=== Begin Enclosure ===

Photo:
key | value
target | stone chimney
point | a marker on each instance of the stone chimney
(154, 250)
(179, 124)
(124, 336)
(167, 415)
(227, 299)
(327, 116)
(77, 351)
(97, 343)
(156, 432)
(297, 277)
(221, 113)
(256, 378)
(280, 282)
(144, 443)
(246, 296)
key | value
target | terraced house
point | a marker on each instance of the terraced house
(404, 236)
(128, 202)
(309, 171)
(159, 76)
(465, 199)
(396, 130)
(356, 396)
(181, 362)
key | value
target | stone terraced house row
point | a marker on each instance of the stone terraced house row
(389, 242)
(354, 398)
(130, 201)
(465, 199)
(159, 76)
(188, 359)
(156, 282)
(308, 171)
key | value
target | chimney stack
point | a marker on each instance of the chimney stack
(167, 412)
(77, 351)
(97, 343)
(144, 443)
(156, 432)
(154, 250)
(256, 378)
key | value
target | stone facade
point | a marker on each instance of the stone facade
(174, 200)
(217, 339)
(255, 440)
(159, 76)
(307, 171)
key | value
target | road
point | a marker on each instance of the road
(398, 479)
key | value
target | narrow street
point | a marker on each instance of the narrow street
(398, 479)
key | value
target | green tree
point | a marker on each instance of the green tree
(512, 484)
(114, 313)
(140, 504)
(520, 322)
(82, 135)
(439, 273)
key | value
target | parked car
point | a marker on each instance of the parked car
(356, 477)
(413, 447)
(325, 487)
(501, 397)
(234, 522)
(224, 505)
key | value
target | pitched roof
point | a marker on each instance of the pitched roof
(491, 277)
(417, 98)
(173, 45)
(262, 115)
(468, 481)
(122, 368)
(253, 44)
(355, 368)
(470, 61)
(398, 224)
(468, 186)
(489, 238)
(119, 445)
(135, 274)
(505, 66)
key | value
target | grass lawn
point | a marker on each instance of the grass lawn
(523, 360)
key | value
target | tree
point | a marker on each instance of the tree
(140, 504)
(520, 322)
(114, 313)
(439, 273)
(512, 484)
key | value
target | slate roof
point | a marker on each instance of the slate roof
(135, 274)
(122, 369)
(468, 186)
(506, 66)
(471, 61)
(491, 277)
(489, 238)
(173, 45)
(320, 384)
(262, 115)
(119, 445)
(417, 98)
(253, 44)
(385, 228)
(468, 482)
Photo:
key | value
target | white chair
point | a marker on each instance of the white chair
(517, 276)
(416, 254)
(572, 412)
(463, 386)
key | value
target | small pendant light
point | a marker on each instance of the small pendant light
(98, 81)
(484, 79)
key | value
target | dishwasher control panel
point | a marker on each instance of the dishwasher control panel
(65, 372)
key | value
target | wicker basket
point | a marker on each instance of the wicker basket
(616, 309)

=== End Enclosure ===

_WORK ITEM_
Nothing but the lines from the one containing "target | narrow street" through the end of the material should appear; please return them exactly.

_EXPECTED ANSWER_
target | narrow street
point | a marker on each instance of the narrow street
(398, 479)
key | value
target | green tree
point | a marker on each instance of the green tree
(512, 484)
(114, 313)
(140, 504)
(520, 322)
(82, 135)
(439, 273)
key | value
target | parked car
point | a marker on each instance of the parked car
(356, 477)
(413, 447)
(325, 487)
(501, 397)
(234, 522)
(224, 505)
key | value
target | pitched roof
point | a marker on each instance of the pitched roof
(491, 277)
(417, 98)
(173, 45)
(262, 115)
(468, 481)
(122, 368)
(253, 44)
(355, 368)
(470, 61)
(398, 224)
(468, 186)
(489, 238)
(119, 445)
(135, 274)
(505, 66)
key | value
target | grass lawn
point | a marker on each instance of the grass lawn
(523, 360)
key | value
target | tree
point | a marker on each instance of the tree
(140, 504)
(520, 322)
(114, 313)
(439, 273)
(512, 484)
key | value
target | slate roof
point | a marker on each instance of the slate roof
(135, 274)
(122, 369)
(468, 186)
(506, 66)
(471, 61)
(491, 277)
(489, 238)
(173, 45)
(320, 384)
(262, 115)
(119, 445)
(417, 98)
(253, 44)
(385, 228)
(468, 482)
Photo:
key | value
target | white chair
point | a marker on each instance of the white chair
(517, 276)
(416, 254)
(572, 412)
(463, 386)
key | value
target | small pendant light
point | a marker on each instance of the small pendant light
(98, 81)
(484, 79)
key | value
target | dishwasher control panel
point | a marker on each instance of the dishwasher control panel
(65, 372)
key | value
target | wicker basket
point | a marker on each instance of the wicker basket
(616, 309)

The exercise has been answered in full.